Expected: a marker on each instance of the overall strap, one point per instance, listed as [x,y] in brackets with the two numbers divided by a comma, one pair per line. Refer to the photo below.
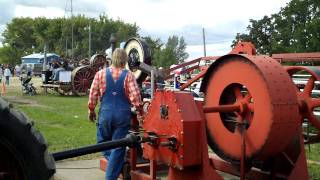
[109,80]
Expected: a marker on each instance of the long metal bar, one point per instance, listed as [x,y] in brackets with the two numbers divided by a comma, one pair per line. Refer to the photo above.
[295,57]
[194,79]
[130,140]
[221,108]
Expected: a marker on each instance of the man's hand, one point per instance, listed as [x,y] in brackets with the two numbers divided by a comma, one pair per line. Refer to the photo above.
[92,116]
[140,118]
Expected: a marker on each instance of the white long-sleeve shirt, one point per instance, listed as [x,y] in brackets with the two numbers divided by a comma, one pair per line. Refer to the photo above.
[7,72]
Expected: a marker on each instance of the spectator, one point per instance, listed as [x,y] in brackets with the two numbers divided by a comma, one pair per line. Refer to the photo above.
[29,71]
[1,73]
[17,70]
[7,74]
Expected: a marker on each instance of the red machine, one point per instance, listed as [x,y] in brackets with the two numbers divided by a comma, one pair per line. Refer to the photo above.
[251,118]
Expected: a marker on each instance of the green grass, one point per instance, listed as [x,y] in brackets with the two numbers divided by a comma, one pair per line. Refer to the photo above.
[63,121]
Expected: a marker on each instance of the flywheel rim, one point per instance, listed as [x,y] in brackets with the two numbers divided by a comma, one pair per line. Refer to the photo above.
[264,78]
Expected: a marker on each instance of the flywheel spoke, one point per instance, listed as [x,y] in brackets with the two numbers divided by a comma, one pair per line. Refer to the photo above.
[315,102]
[309,86]
[237,93]
[314,121]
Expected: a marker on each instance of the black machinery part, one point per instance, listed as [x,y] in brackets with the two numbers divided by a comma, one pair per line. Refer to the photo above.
[23,150]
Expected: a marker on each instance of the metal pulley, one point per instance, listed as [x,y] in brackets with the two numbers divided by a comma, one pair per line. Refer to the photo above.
[252,94]
[138,52]
[307,103]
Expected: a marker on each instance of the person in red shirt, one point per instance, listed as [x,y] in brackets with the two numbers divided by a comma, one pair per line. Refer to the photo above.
[117,90]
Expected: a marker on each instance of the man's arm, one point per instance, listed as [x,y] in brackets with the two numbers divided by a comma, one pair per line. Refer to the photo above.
[94,96]
[134,92]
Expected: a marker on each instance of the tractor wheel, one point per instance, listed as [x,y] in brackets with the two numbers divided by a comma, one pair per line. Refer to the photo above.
[23,150]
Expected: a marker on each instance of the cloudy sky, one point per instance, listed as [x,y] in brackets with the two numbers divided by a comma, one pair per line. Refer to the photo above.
[222,19]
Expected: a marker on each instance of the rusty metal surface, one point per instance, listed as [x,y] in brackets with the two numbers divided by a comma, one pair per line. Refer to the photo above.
[306,102]
[297,57]
[268,101]
[181,122]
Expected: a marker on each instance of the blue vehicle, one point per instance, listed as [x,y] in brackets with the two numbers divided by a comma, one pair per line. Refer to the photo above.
[36,61]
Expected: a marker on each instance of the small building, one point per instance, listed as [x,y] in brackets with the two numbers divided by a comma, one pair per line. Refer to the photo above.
[36,61]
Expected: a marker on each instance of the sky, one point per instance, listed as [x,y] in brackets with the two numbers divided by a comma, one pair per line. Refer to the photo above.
[221,19]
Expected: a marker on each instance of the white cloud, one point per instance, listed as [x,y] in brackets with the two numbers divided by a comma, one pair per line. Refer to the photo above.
[222,19]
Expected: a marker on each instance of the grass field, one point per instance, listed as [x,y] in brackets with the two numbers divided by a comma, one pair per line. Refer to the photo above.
[63,121]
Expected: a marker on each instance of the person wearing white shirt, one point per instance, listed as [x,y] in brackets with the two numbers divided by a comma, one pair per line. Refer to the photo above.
[1,74]
[7,74]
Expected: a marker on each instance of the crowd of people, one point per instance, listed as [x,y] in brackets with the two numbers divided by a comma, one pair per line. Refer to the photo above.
[7,71]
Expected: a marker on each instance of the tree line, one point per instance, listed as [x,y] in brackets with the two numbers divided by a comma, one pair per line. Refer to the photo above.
[24,36]
[296,28]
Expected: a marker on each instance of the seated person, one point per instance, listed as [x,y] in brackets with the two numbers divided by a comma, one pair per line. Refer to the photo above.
[55,72]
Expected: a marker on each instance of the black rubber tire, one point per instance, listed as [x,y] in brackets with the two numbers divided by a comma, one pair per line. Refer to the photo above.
[25,144]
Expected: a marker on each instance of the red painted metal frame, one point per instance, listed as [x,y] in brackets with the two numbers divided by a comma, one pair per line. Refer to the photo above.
[297,57]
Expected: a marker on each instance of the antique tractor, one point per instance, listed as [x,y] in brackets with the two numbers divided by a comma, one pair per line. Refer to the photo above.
[76,81]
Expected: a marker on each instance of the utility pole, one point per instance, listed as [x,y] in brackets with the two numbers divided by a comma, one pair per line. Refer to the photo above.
[89,39]
[204,43]
[66,47]
[44,65]
[71,30]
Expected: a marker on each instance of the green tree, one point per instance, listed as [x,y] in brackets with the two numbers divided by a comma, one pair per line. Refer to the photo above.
[172,53]
[9,55]
[27,35]
[296,28]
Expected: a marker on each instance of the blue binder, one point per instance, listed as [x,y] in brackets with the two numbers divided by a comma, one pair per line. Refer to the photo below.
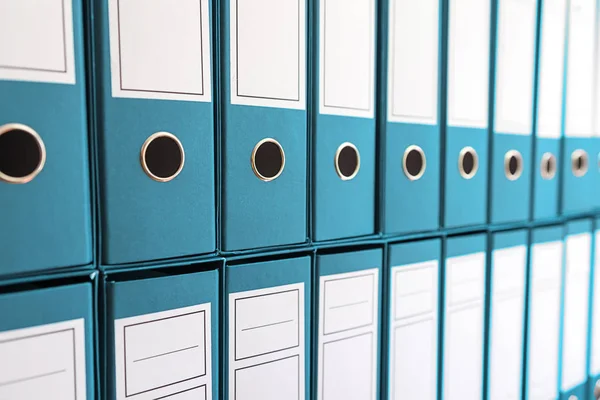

WRITTEN PROBLEM | Pick out every line of the items above that contains the word "people" and copy each one in full. Only matches with the same capitalization count.

RESPONSE TO THIS EXERCISE |
Expected: a marker on each instance of the crowd of people, one point per instance, listed as [x,y] in brackets with the two numbers divided by a comma, one pair per line. Refer to the photo above.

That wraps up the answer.